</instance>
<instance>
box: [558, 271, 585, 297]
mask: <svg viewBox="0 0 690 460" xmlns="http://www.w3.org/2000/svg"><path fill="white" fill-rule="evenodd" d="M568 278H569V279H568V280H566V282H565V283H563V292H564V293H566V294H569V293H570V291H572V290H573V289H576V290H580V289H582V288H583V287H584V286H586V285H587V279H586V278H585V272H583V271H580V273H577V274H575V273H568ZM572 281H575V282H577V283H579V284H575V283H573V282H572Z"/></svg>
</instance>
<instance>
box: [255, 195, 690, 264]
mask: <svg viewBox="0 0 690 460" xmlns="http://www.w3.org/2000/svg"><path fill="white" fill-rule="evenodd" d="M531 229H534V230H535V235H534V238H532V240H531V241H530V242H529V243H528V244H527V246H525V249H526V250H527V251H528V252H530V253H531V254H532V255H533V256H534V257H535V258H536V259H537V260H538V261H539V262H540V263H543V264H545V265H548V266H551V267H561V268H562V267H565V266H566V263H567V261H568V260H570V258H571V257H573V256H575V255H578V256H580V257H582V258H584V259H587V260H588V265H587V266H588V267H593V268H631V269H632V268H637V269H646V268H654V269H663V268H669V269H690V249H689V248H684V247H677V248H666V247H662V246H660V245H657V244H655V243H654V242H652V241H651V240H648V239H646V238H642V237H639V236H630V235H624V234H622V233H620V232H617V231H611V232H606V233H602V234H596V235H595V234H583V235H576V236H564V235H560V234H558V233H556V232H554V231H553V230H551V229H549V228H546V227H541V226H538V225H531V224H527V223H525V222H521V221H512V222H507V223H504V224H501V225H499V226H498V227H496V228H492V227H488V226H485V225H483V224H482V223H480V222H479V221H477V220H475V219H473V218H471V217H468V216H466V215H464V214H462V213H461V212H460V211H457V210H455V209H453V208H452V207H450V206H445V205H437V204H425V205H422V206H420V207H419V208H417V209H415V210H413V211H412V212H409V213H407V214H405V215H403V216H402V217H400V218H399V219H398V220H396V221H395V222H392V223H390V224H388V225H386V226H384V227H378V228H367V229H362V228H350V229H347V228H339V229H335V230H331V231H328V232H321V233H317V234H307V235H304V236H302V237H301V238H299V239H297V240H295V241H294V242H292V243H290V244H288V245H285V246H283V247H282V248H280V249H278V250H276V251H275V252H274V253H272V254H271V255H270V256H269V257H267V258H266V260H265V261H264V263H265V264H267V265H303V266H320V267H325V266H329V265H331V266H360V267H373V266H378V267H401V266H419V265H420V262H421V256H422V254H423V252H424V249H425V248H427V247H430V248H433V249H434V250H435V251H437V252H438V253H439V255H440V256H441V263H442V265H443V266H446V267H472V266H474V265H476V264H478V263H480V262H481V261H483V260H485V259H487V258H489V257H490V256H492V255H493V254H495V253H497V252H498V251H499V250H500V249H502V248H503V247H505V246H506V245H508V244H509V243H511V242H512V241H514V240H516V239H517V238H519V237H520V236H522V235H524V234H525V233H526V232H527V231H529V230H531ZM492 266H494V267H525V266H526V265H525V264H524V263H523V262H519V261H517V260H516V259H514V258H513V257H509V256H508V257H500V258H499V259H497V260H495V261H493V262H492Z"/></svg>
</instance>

**EXERCISE DETAILS:** Copy all of the data above line for line, with no changes.

**SOLUTION:**
</instance>
<instance>
box: [558, 271, 585, 297]
mask: <svg viewBox="0 0 690 460" xmlns="http://www.w3.org/2000/svg"><path fill="white" fill-rule="evenodd" d="M568 278H569V279H568V280H566V282H565V283H563V292H564V293H566V294H569V293H570V291H572V290H573V289H576V290H580V289H582V288H583V287H584V286H586V285H587V279H586V278H585V272H583V271H580V273H577V274H575V273H568ZM572 281H575V282H577V283H579V284H575V283H573V282H572Z"/></svg>
</instance>
<instance>
box: [255, 195, 690, 264]
mask: <svg viewBox="0 0 690 460" xmlns="http://www.w3.org/2000/svg"><path fill="white" fill-rule="evenodd" d="M531 229H534V230H535V235H534V238H532V240H531V241H530V242H529V243H528V244H527V246H525V249H526V250H527V251H528V252H530V253H531V254H532V255H533V256H534V257H535V258H536V259H537V260H538V261H539V262H540V263H543V264H545V265H548V266H551V267H561V268H562V267H565V266H566V263H567V261H568V260H570V258H571V257H573V256H575V255H578V256H580V257H582V258H584V259H587V260H588V265H587V266H588V267H593V268H631V269H632V268H637V269H646V268H654V269H663V268H669V269H690V249H689V248H684V247H677V248H666V247H662V246H660V245H657V244H655V243H654V242H652V241H651V240H648V239H646V238H642V237H639V236H630V235H624V234H622V233H620V232H617V231H611V232H606V233H602V234H596V235H595V234H583V235H576V236H564V235H560V234H558V233H556V232H554V231H553V230H551V229H549V228H546V227H541V226H538V225H531V224H527V223H525V222H521V221H512V222H507V223H504V224H501V225H499V226H498V227H496V228H492V227H488V226H485V225H483V224H482V223H480V222H479V221H477V220H475V219H473V218H471V217H468V216H466V215H464V214H462V213H461V212H460V211H457V210H455V209H453V208H452V207H450V206H445V205H437V204H425V205H422V206H420V207H419V208H417V209H415V210H413V211H412V212H409V213H407V214H405V215H403V216H402V217H400V218H399V219H398V220H396V221H395V222H392V223H390V224H388V225H386V226H384V227H378V228H367V229H362V228H350V229H347V228H339V229H335V230H331V231H328V232H321V233H317V234H307V235H304V236H302V237H301V238H299V239H297V240H295V241H294V242H292V243H290V244H288V245H285V246H283V247H282V248H280V249H278V250H276V251H275V252H274V253H272V254H271V255H270V256H269V257H267V258H266V260H265V261H264V263H265V264H267V265H303V266H320V267H325V266H329V265H331V266H360V267H373V266H378V267H401V266H419V265H420V262H421V256H422V254H423V252H424V249H425V248H427V247H430V248H433V249H434V250H435V251H437V252H438V253H439V255H440V256H441V263H442V265H443V266H446V267H472V266H474V265H476V264H478V263H480V262H481V261H483V260H485V259H487V258H489V257H490V256H492V255H493V254H495V253H497V252H498V251H499V250H500V249H502V248H503V247H505V246H506V245H508V244H509V243H511V242H512V241H514V240H516V239H517V238H519V237H520V236H522V235H524V234H525V233H526V232H527V231H529V230H531ZM492 266H494V267H525V266H526V265H525V264H524V263H523V262H519V261H517V260H516V259H514V258H513V257H509V256H508V257H500V258H499V259H497V260H495V261H493V262H492Z"/></svg>
</instance>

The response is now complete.